_Exercise requirements_
For each line in the data below that holds "hand", return a copy.

--- The input ---

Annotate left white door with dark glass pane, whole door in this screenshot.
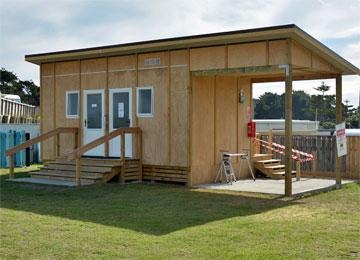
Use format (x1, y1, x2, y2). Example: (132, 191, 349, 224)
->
(83, 89, 105, 156)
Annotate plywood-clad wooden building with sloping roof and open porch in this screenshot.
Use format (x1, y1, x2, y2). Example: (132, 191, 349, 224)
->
(18, 25, 360, 194)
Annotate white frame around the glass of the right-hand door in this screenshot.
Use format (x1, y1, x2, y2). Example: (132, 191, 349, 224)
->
(108, 87, 133, 156)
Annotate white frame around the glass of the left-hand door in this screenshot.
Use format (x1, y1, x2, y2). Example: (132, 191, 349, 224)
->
(81, 89, 106, 156)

---

_Reply to the task_
Annotate white frame around the glass of the right-hand door in this screenshot.
Annotate white frame around the glass of the left-hand door in this screenshot.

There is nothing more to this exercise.